## Supplied material

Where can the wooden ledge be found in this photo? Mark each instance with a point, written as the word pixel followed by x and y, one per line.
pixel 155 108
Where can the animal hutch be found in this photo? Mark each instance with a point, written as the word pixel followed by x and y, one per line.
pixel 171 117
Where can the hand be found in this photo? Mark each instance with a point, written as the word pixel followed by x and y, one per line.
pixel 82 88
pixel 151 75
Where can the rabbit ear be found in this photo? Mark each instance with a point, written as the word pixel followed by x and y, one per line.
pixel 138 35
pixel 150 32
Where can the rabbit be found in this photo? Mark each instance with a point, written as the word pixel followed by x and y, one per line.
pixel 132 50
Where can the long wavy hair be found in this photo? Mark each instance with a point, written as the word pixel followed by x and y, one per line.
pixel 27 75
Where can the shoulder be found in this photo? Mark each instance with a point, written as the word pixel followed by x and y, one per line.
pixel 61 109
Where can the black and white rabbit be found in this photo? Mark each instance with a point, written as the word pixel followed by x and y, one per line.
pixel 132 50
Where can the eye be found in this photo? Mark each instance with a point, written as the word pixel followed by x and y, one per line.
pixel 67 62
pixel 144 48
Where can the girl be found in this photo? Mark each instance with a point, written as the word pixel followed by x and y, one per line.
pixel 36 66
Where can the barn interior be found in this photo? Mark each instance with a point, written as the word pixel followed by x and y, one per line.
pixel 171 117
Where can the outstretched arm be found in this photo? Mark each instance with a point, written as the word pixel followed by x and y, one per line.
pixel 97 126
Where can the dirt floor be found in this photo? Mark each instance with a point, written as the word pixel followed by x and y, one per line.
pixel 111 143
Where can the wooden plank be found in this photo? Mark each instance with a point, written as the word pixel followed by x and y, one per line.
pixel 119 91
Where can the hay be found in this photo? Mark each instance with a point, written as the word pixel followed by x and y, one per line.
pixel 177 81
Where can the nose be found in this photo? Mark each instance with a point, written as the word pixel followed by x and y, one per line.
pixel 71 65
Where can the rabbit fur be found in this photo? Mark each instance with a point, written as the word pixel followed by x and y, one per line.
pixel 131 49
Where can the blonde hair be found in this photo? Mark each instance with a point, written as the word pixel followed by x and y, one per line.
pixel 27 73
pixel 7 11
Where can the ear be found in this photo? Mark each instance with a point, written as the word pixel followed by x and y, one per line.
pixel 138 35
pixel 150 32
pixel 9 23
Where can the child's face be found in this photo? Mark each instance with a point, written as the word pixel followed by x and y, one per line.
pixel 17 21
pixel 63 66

## Exercise
Present the part that opens with the line containing "Where can the rabbit be" and closes with the line containing "pixel 61 109" as a two-column CSV with the headers text and answer. Give one row per line of text paired with the answer that follows it, put each field in quotes, and turn any line breaks into spaces.

## Worked solution
text,answer
"Where can the rabbit be found in this photo? Mark each instance with a point, written as the word pixel followed by x and y, one per line.","pixel 132 50"
"Where can the long wavy hair be found in this photo? Mark each instance with a point, written as the word pixel followed by x and y, one per line.","pixel 27 75"
"Where can the shoulder be found in this photo? Mark each instance with a point, written as the word pixel followed by x and y, one per line.","pixel 61 109"